## Start

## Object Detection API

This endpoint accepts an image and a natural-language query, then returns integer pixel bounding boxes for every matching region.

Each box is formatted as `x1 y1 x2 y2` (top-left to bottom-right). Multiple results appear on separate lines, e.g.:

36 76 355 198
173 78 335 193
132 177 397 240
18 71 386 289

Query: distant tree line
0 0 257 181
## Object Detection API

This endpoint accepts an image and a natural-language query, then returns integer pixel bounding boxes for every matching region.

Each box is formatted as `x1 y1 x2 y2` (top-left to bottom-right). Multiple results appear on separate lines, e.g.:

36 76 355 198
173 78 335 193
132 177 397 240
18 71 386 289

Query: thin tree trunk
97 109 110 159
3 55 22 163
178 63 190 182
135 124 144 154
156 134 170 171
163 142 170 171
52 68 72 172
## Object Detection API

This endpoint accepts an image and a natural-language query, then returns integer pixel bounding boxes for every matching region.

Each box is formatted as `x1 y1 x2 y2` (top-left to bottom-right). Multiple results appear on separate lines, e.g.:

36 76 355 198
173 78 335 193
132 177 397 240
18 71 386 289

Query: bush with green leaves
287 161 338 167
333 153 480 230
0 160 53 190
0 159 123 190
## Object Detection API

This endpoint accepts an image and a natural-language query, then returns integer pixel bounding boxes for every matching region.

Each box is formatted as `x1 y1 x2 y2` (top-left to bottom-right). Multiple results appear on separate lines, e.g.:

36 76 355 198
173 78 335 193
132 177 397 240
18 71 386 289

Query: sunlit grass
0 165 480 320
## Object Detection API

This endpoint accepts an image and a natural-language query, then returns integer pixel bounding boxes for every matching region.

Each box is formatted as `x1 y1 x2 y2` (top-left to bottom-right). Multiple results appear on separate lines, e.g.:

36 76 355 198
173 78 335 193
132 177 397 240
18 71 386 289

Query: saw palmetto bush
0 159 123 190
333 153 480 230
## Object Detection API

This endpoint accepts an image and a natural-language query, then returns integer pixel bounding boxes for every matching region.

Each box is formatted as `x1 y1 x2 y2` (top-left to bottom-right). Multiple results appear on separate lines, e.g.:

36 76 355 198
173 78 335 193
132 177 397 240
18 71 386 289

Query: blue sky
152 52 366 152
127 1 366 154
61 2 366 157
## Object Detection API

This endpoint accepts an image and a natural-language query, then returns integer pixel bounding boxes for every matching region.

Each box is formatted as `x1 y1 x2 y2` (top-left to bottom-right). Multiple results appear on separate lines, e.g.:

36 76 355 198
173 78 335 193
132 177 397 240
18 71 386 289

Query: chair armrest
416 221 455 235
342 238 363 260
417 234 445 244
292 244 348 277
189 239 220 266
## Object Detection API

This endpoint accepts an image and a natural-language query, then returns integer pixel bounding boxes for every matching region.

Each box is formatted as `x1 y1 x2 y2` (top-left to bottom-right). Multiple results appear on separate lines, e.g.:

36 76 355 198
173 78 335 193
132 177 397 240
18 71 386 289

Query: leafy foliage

## End

WORK TO DO ::
Count the lines in the records above that contain the string "tree", matching case exactly. Reply with the number only.

WRITTEN ANSWER ::
2